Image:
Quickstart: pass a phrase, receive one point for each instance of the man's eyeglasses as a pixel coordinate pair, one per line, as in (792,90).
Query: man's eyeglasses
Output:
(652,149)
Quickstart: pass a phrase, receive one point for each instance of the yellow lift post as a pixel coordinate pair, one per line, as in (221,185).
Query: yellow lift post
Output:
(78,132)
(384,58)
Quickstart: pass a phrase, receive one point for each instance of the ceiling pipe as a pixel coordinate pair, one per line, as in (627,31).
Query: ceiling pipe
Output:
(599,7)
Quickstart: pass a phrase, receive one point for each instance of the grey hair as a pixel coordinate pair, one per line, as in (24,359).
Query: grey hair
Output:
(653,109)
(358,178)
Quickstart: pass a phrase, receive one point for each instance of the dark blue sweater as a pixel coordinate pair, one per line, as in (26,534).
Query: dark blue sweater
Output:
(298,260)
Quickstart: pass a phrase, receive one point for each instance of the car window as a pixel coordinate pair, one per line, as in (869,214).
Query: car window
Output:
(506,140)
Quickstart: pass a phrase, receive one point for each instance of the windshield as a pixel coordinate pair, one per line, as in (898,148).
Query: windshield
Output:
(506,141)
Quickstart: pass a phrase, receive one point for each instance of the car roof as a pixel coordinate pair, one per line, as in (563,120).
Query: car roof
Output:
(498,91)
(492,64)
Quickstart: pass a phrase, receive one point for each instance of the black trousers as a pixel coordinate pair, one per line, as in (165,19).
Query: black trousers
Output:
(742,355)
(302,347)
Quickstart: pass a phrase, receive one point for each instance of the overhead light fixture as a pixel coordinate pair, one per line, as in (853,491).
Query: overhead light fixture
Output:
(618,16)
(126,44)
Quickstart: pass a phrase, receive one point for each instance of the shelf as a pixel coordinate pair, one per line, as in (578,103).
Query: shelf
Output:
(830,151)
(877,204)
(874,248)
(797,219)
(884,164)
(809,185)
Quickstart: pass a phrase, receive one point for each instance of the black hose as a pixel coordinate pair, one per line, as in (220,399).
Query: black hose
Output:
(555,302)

**Task directions**
Lines in the records that hold "shelf" should be tallied, with the total given on its own.

**Solution to this problem**
2